Tasks
A. In the passage on data-center power, by how much did Google's 48-V dc rack reduce energy losses compared with the previous 12-V systems?
B. Quote the passage on data-center power from "Data centers keep" to "are in process.".
─── Passage to read ───
Data centers keep the internet running 24/7. Approximately 44 zettabytes of data in our data centers come from 8 to 30 billion connected devices worldwide. Forecast experts expect that to increase by 10% over the next year. Thus, power-supply design economics changes are in process.
Modern central processing units (CPUs) in the data center are power-hungry, making it difficult to juggle the balance between power and space. In turn, power density in data centers has risen dramatically. In the first decade of the new millennium, data-center power density was in the region of 4 to 5 kW/rack. Today, we’ve reached 8 to 10 kW/rack heading toward 20 kW/rack (Fig. 1). This also means more heat and added cooling costs.
DC Power in Data Centers
In 2016, Google announced the 48-V dc data-center rack. It reduced energy losses by more than 30% as compared to the previous 12-V systems. This also reduced the Global Cloud Electricity Footprint.
Why have a 48-V power architecture? The 48-V power system supports higher power, has lower distribution losses and less voltage drop (a reduction of 16X I2R losses), higher efficiency, and a safe voltage of 48 V. Plus it has a cost-effective in-rack uninterruptible power system (UPS) and there’s an existing 48-V telecom ecosystem (Fig. 2).
Hardware Accelerators
One unique facet of the data center that’s rarely discussed is the hardware accelerator. Hardware acceleration helps to enable artificial intelligence, including special functionalities like machine learning (ML), brain simulation, and neural engines. This represents the future of data centers whose computer systems learn from data without having to be programmed. Hardware accelerators leverage advanced processors such as field-programmable gate arrays (FPGAs), application-specific integrated circuits (ASICs), systems-on-chip (SoCs) and graphics processing units (GPUs).
─── Dataset excerpt ───
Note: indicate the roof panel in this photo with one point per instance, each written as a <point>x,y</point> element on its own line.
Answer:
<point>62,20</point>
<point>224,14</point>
───
Results for each task
A. By more than 30%.

B.
Data centers keep the internet running 24/7. Approximately 44 zettabytes of data in our data centers come from 8 to 30 billion connected devices worldwide. Forecast experts expect that to increase by 10% over the next year. Thus, power-supply design economics changes are in process.